Stated problem -
Reproduce the lines below without any change, starting at the line that contains "Call locate_point to put a point on the child's shorts, one" and continuing through the last line, with both ends included. Leave the pictures out of your answer.

Supplied material -
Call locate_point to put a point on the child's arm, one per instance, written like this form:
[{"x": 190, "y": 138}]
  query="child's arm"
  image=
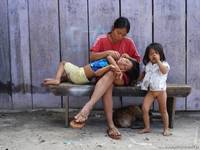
[
  {"x": 163, "y": 68},
  {"x": 116, "y": 68},
  {"x": 141, "y": 77},
  {"x": 102, "y": 71},
  {"x": 112, "y": 61}
]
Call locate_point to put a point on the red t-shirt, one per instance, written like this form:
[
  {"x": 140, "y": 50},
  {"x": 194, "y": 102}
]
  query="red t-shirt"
[{"x": 126, "y": 45}]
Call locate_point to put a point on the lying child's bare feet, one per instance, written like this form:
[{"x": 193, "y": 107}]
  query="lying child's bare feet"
[
  {"x": 145, "y": 130},
  {"x": 84, "y": 113},
  {"x": 167, "y": 132},
  {"x": 50, "y": 81}
]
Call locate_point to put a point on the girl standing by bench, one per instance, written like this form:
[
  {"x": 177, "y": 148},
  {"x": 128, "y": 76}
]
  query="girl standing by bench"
[{"x": 155, "y": 76}]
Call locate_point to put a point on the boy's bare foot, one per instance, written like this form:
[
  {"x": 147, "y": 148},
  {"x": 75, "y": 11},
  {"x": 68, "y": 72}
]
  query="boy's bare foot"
[
  {"x": 50, "y": 81},
  {"x": 145, "y": 130},
  {"x": 114, "y": 133},
  {"x": 167, "y": 132}
]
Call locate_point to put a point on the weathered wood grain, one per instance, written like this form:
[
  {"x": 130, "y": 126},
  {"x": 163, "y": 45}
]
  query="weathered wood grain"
[
  {"x": 45, "y": 49},
  {"x": 139, "y": 14},
  {"x": 20, "y": 52},
  {"x": 102, "y": 14},
  {"x": 169, "y": 30},
  {"x": 193, "y": 51},
  {"x": 5, "y": 78},
  {"x": 74, "y": 36}
]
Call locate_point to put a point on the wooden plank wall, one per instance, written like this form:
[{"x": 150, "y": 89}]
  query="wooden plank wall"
[
  {"x": 5, "y": 75},
  {"x": 36, "y": 35}
]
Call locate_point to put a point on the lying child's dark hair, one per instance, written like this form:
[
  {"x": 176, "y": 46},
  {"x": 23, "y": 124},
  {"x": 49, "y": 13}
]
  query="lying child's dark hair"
[{"x": 134, "y": 72}]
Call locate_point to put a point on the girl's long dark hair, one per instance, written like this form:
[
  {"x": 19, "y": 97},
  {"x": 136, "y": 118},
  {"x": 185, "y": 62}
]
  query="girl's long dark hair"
[
  {"x": 134, "y": 72},
  {"x": 158, "y": 48}
]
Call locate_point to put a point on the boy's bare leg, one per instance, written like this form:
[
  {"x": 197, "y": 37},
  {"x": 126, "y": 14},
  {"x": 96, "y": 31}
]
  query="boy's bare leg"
[
  {"x": 101, "y": 87},
  {"x": 57, "y": 79},
  {"x": 148, "y": 100},
  {"x": 162, "y": 100}
]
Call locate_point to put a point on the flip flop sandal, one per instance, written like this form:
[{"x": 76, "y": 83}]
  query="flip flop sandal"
[
  {"x": 76, "y": 125},
  {"x": 112, "y": 134}
]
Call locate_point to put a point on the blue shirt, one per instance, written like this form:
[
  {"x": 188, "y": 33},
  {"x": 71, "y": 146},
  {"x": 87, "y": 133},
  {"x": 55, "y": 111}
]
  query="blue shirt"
[{"x": 98, "y": 64}]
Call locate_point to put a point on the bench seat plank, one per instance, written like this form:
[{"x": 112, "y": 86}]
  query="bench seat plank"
[{"x": 68, "y": 89}]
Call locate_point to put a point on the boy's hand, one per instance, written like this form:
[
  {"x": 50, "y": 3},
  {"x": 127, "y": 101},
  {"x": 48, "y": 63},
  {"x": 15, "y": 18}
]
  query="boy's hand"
[
  {"x": 125, "y": 55},
  {"x": 119, "y": 75},
  {"x": 114, "y": 54}
]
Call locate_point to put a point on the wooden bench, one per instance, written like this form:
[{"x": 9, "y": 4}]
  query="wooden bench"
[{"x": 173, "y": 91}]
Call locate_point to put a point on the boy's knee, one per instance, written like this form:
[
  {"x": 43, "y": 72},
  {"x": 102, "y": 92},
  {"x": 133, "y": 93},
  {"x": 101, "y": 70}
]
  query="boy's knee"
[{"x": 145, "y": 109}]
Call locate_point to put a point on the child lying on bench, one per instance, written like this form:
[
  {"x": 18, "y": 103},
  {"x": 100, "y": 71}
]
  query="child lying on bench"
[{"x": 81, "y": 75}]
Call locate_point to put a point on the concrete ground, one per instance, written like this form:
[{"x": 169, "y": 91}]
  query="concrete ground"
[{"x": 44, "y": 130}]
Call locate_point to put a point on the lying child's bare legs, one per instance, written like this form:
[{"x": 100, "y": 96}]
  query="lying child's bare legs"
[
  {"x": 57, "y": 79},
  {"x": 148, "y": 100},
  {"x": 162, "y": 99}
]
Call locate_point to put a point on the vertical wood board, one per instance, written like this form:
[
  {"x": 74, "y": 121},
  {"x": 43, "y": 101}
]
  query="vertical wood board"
[
  {"x": 169, "y": 30},
  {"x": 5, "y": 78},
  {"x": 19, "y": 46},
  {"x": 193, "y": 52},
  {"x": 45, "y": 49}
]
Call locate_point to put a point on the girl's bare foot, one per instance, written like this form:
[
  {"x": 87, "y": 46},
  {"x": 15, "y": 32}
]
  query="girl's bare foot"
[
  {"x": 167, "y": 132},
  {"x": 51, "y": 81},
  {"x": 83, "y": 114},
  {"x": 145, "y": 130}
]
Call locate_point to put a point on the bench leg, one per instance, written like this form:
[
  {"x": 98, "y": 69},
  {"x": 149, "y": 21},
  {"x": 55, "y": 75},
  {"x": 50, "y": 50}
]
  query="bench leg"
[
  {"x": 67, "y": 111},
  {"x": 171, "y": 104}
]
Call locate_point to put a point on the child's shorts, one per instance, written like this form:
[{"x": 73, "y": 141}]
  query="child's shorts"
[{"x": 75, "y": 74}]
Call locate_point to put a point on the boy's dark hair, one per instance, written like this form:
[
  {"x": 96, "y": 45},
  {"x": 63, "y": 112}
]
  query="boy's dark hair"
[
  {"x": 134, "y": 72},
  {"x": 122, "y": 22},
  {"x": 158, "y": 48}
]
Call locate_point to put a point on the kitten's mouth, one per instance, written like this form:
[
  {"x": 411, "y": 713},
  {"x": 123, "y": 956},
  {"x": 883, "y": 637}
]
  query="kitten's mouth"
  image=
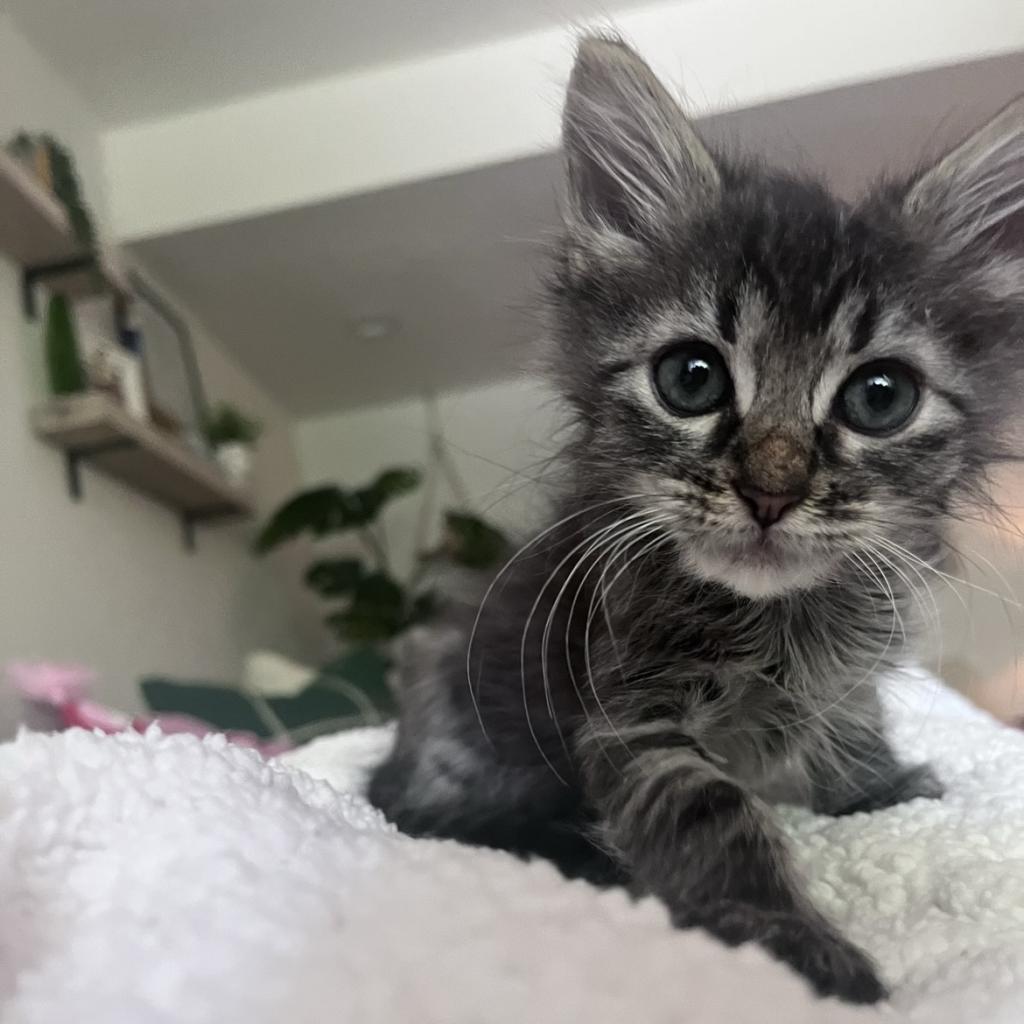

Correct output -
Call locate_point to put a point on the child's shorts, one per instance, written like this form:
[{"x": 73, "y": 141}]
  query="child's shorts"
[{"x": 75, "y": 74}]
Call locate_point to put a point on the boy's dark hair, one per instance, written like this form:
[
  {"x": 96, "y": 45},
  {"x": 63, "y": 112}
]
  query="boy's dark hair"
[
  {"x": 134, "y": 72},
  {"x": 122, "y": 22},
  {"x": 158, "y": 48}
]
Call locate_point to put a point on the kitten's mouth, one per instance, written like this form:
[
  {"x": 411, "y": 713},
  {"x": 123, "y": 956},
  {"x": 883, "y": 637}
]
  query="kitten's mouth"
  image=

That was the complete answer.